● Selection:
Opened 3 years ago

Closed 7 months ago

#6833 enhancement closed fixed (fixed)

Port twisted.protocols.amp to Python 3

Reported by: habnabit Owned by: allenap
Priority: normal Milestone: Python-3.x
Component: core Keywords:
Cc: ftsamis@…, thijs, gavin@… Branch: branches/amp-python3-6833-4
branch-diff, diff-cov, branch-cov, buildbot
Author: hawkowl, adiroiban

Description

twisted.protocols.amp is a commonly-used module, and it should run on Python 3.

Attachments (4)

amp-py3.patch (5.3 KB) - added by thijs 8 months ago.
amp-python3-6822-3.patch (74.2 KB) - added by allenap 8 months ago.
amp-python3-6822-3.1.patch (88.5 KB) - added by allenap 8 months ago.
amp-python3-6833-4.add-docstrings.patch (1.3 KB) - added by allenap 8 months ago.
Incremental patch to add missing test docstrings to branches/amp-python3-6833-4.

Download all attachments as: .zip

Change History (28)

comment:1 Changed 3 years ago by habnabit

  • Author set to habnabit
  • Branch set to branches/amp-python3-6833

(In [40739]) Branching to 'amp-python3-6833'

comment:2 Changed 10 months ago by ftsamis

  • Cc ftsamis@… added

Changed 8 months ago by thijs

comment:3 Changed 8 months ago by thijs

  • Author habnabit deleted
  • Cc thijs added
  • Keywords review added
  • Owner habnabit deleted

Attached a patch that fixes the most obvious python 3 errors. It now dies with this error:

Traceback (most recent call last):
  File "/Users/thijs/projects/twisted/twisted/trial/runner.py", line 784, in loadByName
    return self.suiteFactory([self.findByName(name, recurse=recurse)])
  File "/Users/thijs/projects/twisted/twisted/trial/runner.py", line 699, in findByName
    obj = reflect.namedModule(searchName)
  File "/Users/thijs/projects/twisted/twisted/python/reflect.py", line 154, in namedModule
    topLevel = __import__(name)
  File "/Users/thijs/projects/twisted/twisted/test/test_amp.py", line 17, in <module>
    from twisted.protocols import amp
  File "/Users/thijs/projects/twisted/twisted/protocols/amp.py", line 2114, in <module>
    _DescriptorExchanger):
  File "/Users/thijs/projects/twisted/twisted/protocols/amp.py", line 2406, in BinaryBoxProtocol
    StartTLS.responder(_defaultStartTLSResponder)

● Required task 1: Show every line in the records below that contains the string "hillside". Case counts.

● Available data:
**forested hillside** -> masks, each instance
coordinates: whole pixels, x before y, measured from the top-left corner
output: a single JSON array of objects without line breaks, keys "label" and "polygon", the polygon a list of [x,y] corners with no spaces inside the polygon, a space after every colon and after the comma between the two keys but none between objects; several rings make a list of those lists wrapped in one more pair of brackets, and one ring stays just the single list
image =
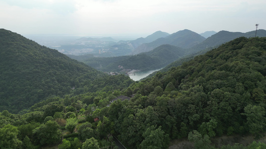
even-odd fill
[{"label": "forested hillside", "polygon": [[166,66],[183,57],[185,50],[170,45],[163,45],[154,50],[134,56],[110,58],[91,58],[85,59],[82,56],[69,56],[78,59],[81,62],[103,72],[119,72],[118,67],[122,66],[125,69],[150,70]]},{"label": "forested hillside", "polygon": [[205,38],[188,29],[179,31],[165,38],[159,38],[152,42],[142,44],[134,50],[133,54],[150,51],[164,44],[169,44],[182,48],[189,48],[205,40]]},{"label": "forested hillside", "polygon": [[16,113],[105,75],[55,50],[0,29],[0,111]]},{"label": "forested hillside", "polygon": [[75,93],[47,98],[23,115],[2,111],[0,146],[115,148],[114,136],[128,149],[167,149],[174,139],[188,139],[195,149],[266,147],[251,141],[248,147],[223,142],[215,147],[211,140],[263,137],[266,38],[241,37],[151,78],[97,78]]}]

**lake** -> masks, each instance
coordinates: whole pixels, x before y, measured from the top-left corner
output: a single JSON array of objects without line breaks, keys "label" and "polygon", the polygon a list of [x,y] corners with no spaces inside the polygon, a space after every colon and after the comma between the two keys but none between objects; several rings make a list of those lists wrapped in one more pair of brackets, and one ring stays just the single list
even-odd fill
[{"label": "lake", "polygon": [[142,78],[146,77],[152,73],[160,70],[161,69],[144,72],[136,72],[135,75],[130,75],[129,76],[129,77],[130,77],[130,78],[134,80],[134,81],[138,81],[142,79]]}]

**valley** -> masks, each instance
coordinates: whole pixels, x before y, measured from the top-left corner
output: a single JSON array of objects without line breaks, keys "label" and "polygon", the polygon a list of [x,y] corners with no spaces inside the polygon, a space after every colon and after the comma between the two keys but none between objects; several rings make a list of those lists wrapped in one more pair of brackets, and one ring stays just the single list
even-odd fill
[{"label": "valley", "polygon": [[[0,147],[117,149],[114,136],[128,149],[264,149],[266,37],[195,33],[97,57],[0,29]],[[154,48],[132,55],[142,46]],[[119,74],[159,70],[138,81]],[[215,140],[225,136],[249,136],[249,144]]]}]

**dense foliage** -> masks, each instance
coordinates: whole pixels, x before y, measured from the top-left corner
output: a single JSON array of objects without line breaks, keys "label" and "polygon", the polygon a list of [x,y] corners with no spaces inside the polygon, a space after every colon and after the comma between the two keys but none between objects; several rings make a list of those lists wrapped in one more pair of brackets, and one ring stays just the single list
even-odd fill
[{"label": "dense foliage", "polygon": [[110,58],[70,57],[84,62],[88,66],[104,72],[119,72],[118,66],[125,69],[151,70],[165,67],[183,57],[185,50],[170,45],[163,45],[154,50],[134,56]]},{"label": "dense foliage", "polygon": [[[103,76],[46,98],[24,114],[2,111],[1,146],[117,149],[113,136],[129,149],[166,149],[180,139],[195,149],[216,149],[211,138],[257,139],[266,131],[266,38],[238,38],[141,81]],[[121,95],[133,97],[111,104]],[[221,149],[265,146],[254,142]]]}]

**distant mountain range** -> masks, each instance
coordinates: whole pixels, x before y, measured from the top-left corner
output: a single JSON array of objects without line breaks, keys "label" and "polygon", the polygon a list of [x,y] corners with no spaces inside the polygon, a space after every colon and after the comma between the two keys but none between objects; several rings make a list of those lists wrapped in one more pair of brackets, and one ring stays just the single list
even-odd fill
[{"label": "distant mountain range", "polygon": [[0,29],[0,111],[17,113],[103,76],[57,50]]},{"label": "distant mountain range", "polygon": [[133,55],[148,52],[163,44],[169,44],[182,48],[189,48],[205,40],[205,38],[191,30],[185,29],[173,33],[165,38],[143,44],[134,50]]},{"label": "distant mountain range", "polygon": [[[191,58],[195,55],[204,54],[214,48],[238,37],[245,36],[249,38],[255,36],[255,31],[245,33],[221,31],[205,39],[204,37],[194,32],[184,30],[164,38],[157,39],[152,42],[142,44],[134,50],[133,52],[137,54],[134,56],[127,56],[104,59],[93,57],[91,55],[87,56],[70,56],[96,69],[106,72],[119,71],[117,68],[118,66],[124,66],[125,69],[156,69],[178,60],[181,57],[188,56],[188,58]],[[266,30],[258,30],[257,35],[259,37],[266,37]],[[138,40],[142,39],[139,38]],[[178,46],[183,48],[178,48]],[[173,47],[175,48],[173,48]],[[172,52],[168,51],[167,48],[171,49]],[[175,53],[173,54],[173,49],[178,48],[179,50],[177,51],[178,53]],[[141,52],[143,51],[149,52]],[[159,53],[160,54],[158,54]],[[154,55],[157,55],[158,57],[155,58],[156,57],[153,56]],[[173,56],[175,58],[172,57]],[[158,60],[158,58],[160,58],[160,60]],[[180,62],[191,59],[184,59]],[[147,62],[145,62],[145,60]],[[162,65],[160,64],[160,63]],[[146,65],[147,64],[149,65]],[[176,64],[180,65],[182,63],[178,62]],[[173,64],[172,65],[176,65]]]},{"label": "distant mountain range", "polygon": [[208,37],[210,37],[212,35],[214,35],[217,33],[217,32],[214,31],[206,31],[203,33],[200,34],[200,35],[201,35],[202,36],[205,37],[205,38],[207,38]]}]

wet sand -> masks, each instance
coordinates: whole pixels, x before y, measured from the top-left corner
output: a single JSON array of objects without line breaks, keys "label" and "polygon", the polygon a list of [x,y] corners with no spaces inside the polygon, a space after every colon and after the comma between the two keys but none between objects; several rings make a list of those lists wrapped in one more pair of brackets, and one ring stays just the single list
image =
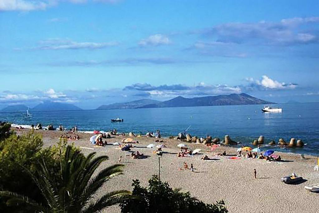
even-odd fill
[{"label": "wet sand", "polygon": [[[25,133],[27,130],[18,132]],[[45,146],[52,145],[59,141],[61,132],[57,131],[35,131],[43,135]],[[66,134],[65,133],[64,133]],[[150,143],[164,144],[167,147],[163,149],[164,153],[160,158],[160,178],[168,182],[173,188],[182,188],[183,190],[189,191],[192,196],[207,203],[223,199],[230,212],[318,212],[319,207],[319,193],[311,193],[304,188],[305,186],[319,182],[319,172],[314,171],[316,164],[317,158],[305,156],[302,159],[300,155],[276,153],[283,160],[282,162],[267,162],[261,159],[241,158],[238,160],[228,159],[235,155],[237,148],[220,146],[213,152],[210,148],[202,144],[190,144],[186,142],[163,138],[166,141],[160,143],[154,142],[154,139],[142,137],[133,137],[138,141],[139,144],[132,151],[138,151],[147,156],[144,159],[133,159],[129,153],[115,148],[118,146],[108,145],[98,147],[89,141],[93,135],[79,133],[81,139],[70,141],[81,148],[85,155],[95,152],[97,155],[106,155],[109,159],[101,167],[118,163],[122,156],[121,163],[125,165],[124,174],[116,177],[104,186],[98,193],[125,189],[131,190],[132,180],[138,179],[145,186],[153,174],[158,174],[158,157],[154,154],[155,148],[149,148],[146,146]],[[117,136],[107,139],[108,144],[120,142],[128,137]],[[177,157],[176,154],[179,149],[178,144],[187,144],[193,149],[200,148],[199,154],[194,156]],[[217,153],[226,150],[228,156],[214,156]],[[207,155],[215,160],[204,161],[200,158]],[[186,162],[189,166],[193,164],[194,172],[179,170],[183,163]],[[257,178],[254,177],[254,169],[257,170]],[[293,172],[302,177],[307,181],[297,185],[286,184],[280,181],[284,176]],[[105,212],[120,212],[120,208],[112,207]]]}]

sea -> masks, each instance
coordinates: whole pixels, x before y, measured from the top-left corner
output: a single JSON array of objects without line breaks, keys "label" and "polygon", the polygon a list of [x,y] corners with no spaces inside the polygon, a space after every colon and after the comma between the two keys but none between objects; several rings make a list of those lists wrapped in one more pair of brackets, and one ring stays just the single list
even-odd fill
[{"label": "sea", "polygon": [[[264,149],[319,156],[319,103],[273,104],[282,108],[282,112],[264,113],[259,105],[216,106],[125,110],[92,110],[32,112],[31,118],[21,113],[0,113],[0,120],[19,125],[42,126],[62,124],[70,129],[75,125],[80,131],[97,130],[108,131],[116,128],[118,132],[133,132],[145,134],[159,130],[162,135],[176,136],[186,132],[192,136],[223,139],[228,134],[241,145],[251,144],[260,135],[265,144],[280,138],[289,142],[291,138],[301,139],[307,145],[302,148],[278,146]],[[124,119],[112,123],[117,118]]]}]

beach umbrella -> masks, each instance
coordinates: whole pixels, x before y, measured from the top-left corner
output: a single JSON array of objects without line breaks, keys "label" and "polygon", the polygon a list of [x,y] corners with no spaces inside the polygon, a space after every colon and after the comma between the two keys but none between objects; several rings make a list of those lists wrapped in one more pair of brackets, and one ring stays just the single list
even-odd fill
[{"label": "beach umbrella", "polygon": [[265,153],[263,153],[263,155],[266,156],[267,156],[270,155],[274,152],[275,152],[273,150],[267,150],[267,151],[265,152]]},{"label": "beach umbrella", "polygon": [[272,158],[274,158],[275,159],[278,158],[278,157],[279,157],[277,155],[275,155],[275,154],[272,154],[272,155],[270,156],[272,157]]},{"label": "beach umbrella", "polygon": [[261,152],[261,149],[259,148],[255,148],[252,150],[251,150],[252,152]]},{"label": "beach umbrella", "polygon": [[253,149],[251,148],[251,147],[245,147],[241,148],[241,150],[243,151],[251,151],[252,149]]},{"label": "beach umbrella", "polygon": [[126,139],[125,139],[124,141],[124,142],[125,143],[130,143],[130,142],[131,142],[133,141],[133,139],[132,138],[128,138]]},{"label": "beach umbrella", "polygon": [[196,149],[195,150],[193,151],[193,152],[192,153],[193,155],[195,155],[197,153],[198,153],[198,152],[199,152],[201,150],[201,149]]},{"label": "beach umbrella", "polygon": [[153,148],[155,146],[155,144],[151,143],[150,144],[149,144],[147,145],[147,146],[146,147],[147,148]]},{"label": "beach umbrella", "polygon": [[91,138],[90,138],[90,142],[91,143],[94,143],[94,141],[95,141],[95,138],[97,136],[97,135],[93,135],[93,136],[92,136],[92,137],[91,137]]}]

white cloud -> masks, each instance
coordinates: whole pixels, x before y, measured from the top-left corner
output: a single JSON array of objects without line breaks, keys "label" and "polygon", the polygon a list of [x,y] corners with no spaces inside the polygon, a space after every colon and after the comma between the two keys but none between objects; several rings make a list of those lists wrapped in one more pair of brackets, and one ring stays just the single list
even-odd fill
[{"label": "white cloud", "polygon": [[49,5],[47,3],[40,1],[1,0],[0,1],[0,11],[29,11],[45,10]]},{"label": "white cloud", "polygon": [[[319,42],[317,32],[306,25],[319,22],[319,17],[294,18],[274,22],[262,21],[250,23],[223,24],[197,32],[216,40],[214,45],[223,42],[238,44],[295,45]],[[201,47],[203,44],[199,44]]]},{"label": "white cloud", "polygon": [[121,0],[0,0],[0,11],[31,11],[45,10],[57,5],[60,2],[67,1],[74,4],[88,2],[99,2],[115,4]]},{"label": "white cloud", "polygon": [[147,38],[142,39],[138,42],[138,44],[141,46],[157,46],[169,44],[171,43],[169,39],[166,36],[161,34],[155,34],[151,35]]},{"label": "white cloud", "polygon": [[25,100],[40,98],[40,97],[37,95],[25,94],[7,94],[5,95],[0,96],[0,101]]},{"label": "white cloud", "polygon": [[262,90],[292,89],[296,88],[298,86],[298,84],[295,83],[279,82],[265,75],[262,76],[260,80],[255,80],[252,78],[246,78],[246,80],[250,83],[248,87],[246,87],[246,89],[248,88],[250,90],[253,89],[254,87]]},{"label": "white cloud", "polygon": [[66,95],[62,92],[56,92],[53,89],[49,89],[46,91],[44,94],[47,95],[49,97],[51,98],[58,98],[61,97],[66,97]]},{"label": "white cloud", "polygon": [[[53,43],[49,45],[32,48],[33,49],[39,50],[59,50],[63,49],[100,49],[108,47],[117,45],[118,43],[110,42],[103,43],[93,42],[76,42],[70,40],[62,40],[63,43],[60,43],[59,40],[56,43]],[[52,41],[51,41],[52,42]]]}]

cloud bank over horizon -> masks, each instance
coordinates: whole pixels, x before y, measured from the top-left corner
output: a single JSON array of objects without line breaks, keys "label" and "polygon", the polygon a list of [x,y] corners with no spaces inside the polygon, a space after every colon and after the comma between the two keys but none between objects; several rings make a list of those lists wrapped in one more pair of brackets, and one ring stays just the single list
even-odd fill
[{"label": "cloud bank over horizon", "polygon": [[[192,86],[182,84],[154,86],[147,83],[137,83],[122,88],[112,89],[92,87],[87,88],[84,90],[61,91],[50,88],[27,93],[7,90],[0,93],[0,105],[4,106],[23,103],[34,105],[44,101],[50,101],[75,103],[85,109],[85,103],[92,102],[95,104],[95,109],[106,103],[128,102],[145,98],[163,101],[178,96],[194,97],[234,93],[251,94],[261,91],[273,92],[285,90],[294,90],[298,88],[296,83],[279,82],[265,75],[262,76],[260,80],[248,77],[245,80],[248,84],[234,86],[206,84],[204,82]],[[307,95],[315,95],[315,93],[308,93]],[[268,95],[266,97],[271,96]]]}]

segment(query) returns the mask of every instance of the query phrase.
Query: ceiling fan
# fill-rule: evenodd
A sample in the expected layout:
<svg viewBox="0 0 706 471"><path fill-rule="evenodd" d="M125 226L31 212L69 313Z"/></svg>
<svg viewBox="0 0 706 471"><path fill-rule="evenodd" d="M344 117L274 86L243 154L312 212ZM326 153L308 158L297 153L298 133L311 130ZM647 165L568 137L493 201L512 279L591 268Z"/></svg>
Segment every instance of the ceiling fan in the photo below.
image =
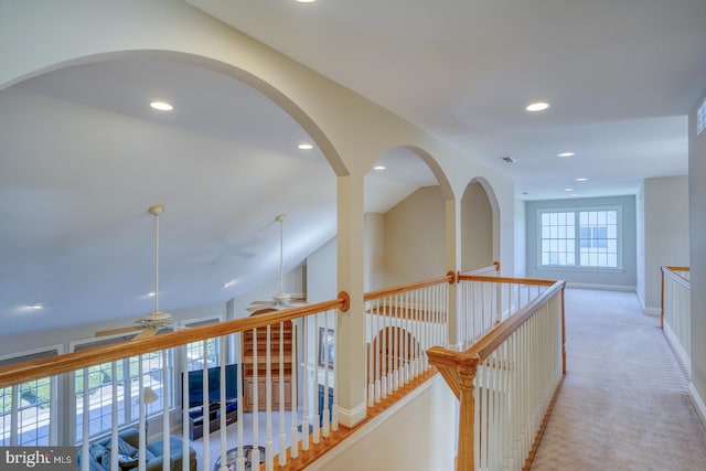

● Required task 2: In the ticket above, rewrite the paragraph that begins "twisted.protocols.amp is a commonly-used module" as a short bulleted list of its facts.

● Worked solution 1:
**forested hillside** -> masks, each instance
[{"label": "forested hillside", "polygon": [[166,66],[183,57],[185,50],[170,45],[163,45],[154,50],[134,56],[110,58],[91,58],[85,59],[82,56],[69,56],[78,59],[81,62],[103,72],[119,72],[118,67],[122,66],[125,69],[150,70]]},{"label": "forested hillside", "polygon": [[205,38],[188,29],[179,31],[165,38],[159,38],[152,42],[142,44],[134,50],[133,54],[150,51],[164,44],[169,44],[182,48],[189,48],[205,40]]},{"label": "forested hillside", "polygon": [[16,113],[105,75],[55,50],[0,29],[0,111]]},{"label": "forested hillside", "polygon": [[75,93],[47,98],[23,115],[2,111],[0,146],[115,148],[114,136],[128,149],[167,149],[174,139],[188,139],[195,149],[266,147],[251,141],[248,147],[223,142],[215,147],[211,140],[263,137],[266,38],[241,37],[151,78],[97,78]]}]

● Worked solution 2:
- twisted.protocols.amp is a commonly-used module.
- It should run on Python 3.